▶ **Texto extraído**:
.....

ESCRITOS SOBRE MELGAÇO
Por Joaquim A. Rocha
MELGAÇO E O 25 DE ABRIL
Não pretendo com
este artigo fazer história, mas somente refletir sobre o passado e o presente
do nosso concelho. Para se compreender razoavelmente o Melgaço coevo é
necessário recuar no tempo. Vejamos: em 1926, 28 de Maio, inicia-se, a partir
de Braga, a chamada Revolução Nacional, sob a direção do general Gomes da
Costa. Como teve êxito, constituiu-se um ministério chefiado pelo comandante
Mendes Cabeçadas. O general não apreciou muito a maneira como o comandante
governava o Estado e depô-lo. Depois, organizou um governo militar a que
presidiu, acabando por tomar atribuições de Chefe de Estado. Foi este governo
que deu começo à Ditadura Nacional. Em 1928, 25 de Março, toma posse como
presidente da República o general Carmona, cargo que ocupará até à sua morte,
ocorrida a 18/4/1951. A 27/4/1928 assume a direção da Pasta das Finanças o
Professor Dr. Oliveira Salazar e, a 5/7/1932, ocupa o lugar de presidente do
Conselho de Ministros. Em 1933 é aprovada uma Constituição, a qual vigorará até
Abril de 1974, embora com algumas alterações e revisões. Com ela nasceu o
Estado Novo (República Unitária e Corporativista). Nasce também a União
Nacional, a Legião Portuguesa, a Mocidade Portuguesa, a Polícia Política (mais
tarde conhecida como PIDE/DGS).

.....

▶ **Problema a resolver**:
Retome o texto acima sobre Melgaço e o 25 de Abril, dando-lhe seguimento a partir da última frase apresentada.

.....

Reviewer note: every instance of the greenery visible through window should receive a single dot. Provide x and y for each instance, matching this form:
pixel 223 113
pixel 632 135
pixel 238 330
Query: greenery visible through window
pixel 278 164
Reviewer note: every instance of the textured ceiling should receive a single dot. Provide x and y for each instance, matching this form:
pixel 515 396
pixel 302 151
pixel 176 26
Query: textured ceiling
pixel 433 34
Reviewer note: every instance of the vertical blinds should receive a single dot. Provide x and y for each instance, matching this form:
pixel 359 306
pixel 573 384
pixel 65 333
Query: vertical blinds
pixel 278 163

.....

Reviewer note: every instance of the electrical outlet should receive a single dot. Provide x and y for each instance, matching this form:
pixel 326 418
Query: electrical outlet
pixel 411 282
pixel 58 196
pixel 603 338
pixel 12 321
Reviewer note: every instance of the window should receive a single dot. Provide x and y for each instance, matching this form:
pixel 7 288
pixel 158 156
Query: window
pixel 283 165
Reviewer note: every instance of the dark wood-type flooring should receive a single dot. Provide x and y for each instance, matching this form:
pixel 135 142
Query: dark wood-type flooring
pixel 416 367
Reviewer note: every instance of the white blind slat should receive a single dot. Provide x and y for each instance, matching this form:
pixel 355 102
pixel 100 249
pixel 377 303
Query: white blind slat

.....

▶ **Resposta ao exercício**:
O anterior regime
caraterizava-se pelo seu anti-democratismo. Ambos os seus dirigentes máximos:
Professores Salazar e Caetano, sobretudo o primeiro, tinham aversão à
democracia e ao parlamentarismo, pois pensavam que essas instituições eram a
causa de todos os males da humanidade. Assim, as eleições não se pautavam pelos
mesmos valores e métodos dos de agora. Não havia propriamente partidos políticos
(o Partido Comunista Português estava na clandestinidade), e os movimentos que iam surgindo, sobretudo
de ideologias socialistas, inspiradas nas teorias filosóficas e económicas de
Carl Marx, eram imediatamente desmantelados. Os sindicatos não tinham nenhuma
capacidade reivindicativa (os sindicalistas conotados com a oposição ao regime
corporativista não podiam exercer cargos de direção). Quer dizer, o Estado Novo não admitia
outras forças ideológicas, outros candidatos ao poder.
Quanto aos
concelhos… Bem, estes não tinham quaisquer poderes políticos no âmbito
nacional; o seu poder local era limitadíssimo. Para se fazer uma ideia disso
mesmo, tenha-se em conta que o Orçamento do Estado não continha verbas para os
municípios! Havia apenas dinheiro para fazer face às despesas correntes; para
as obras tinha de ser solicitado, quase mendigado, ao governo. Nem sempre o presidente
da Câmara Municipal o conseguia (como é de todos conhecido, o Dr. Salazar não
era propriamente um mãos-largas, e dava instruções aos ministros para
pouparem). Que nos sirva de exemplo o professor Rodrigues, o mais empreendedor
dos presidentes anteriores ao 25 de Abril. Em dez anos à frente da Câmara Municipal de Melgaço
(1958-1968) apenas conseguiu obter verbas para a pequena estrada Vila-Fiães;
conseguiu também, e façamos-lhe justiça por isso, que a água canalizada não
fosse um privilégio exclusivo da sede do concelho, levando-a a muitos lugares
das freguesias. Esta última obra, pelos benefícios que gerou, foi a mais importante
de todas as obras realizadas.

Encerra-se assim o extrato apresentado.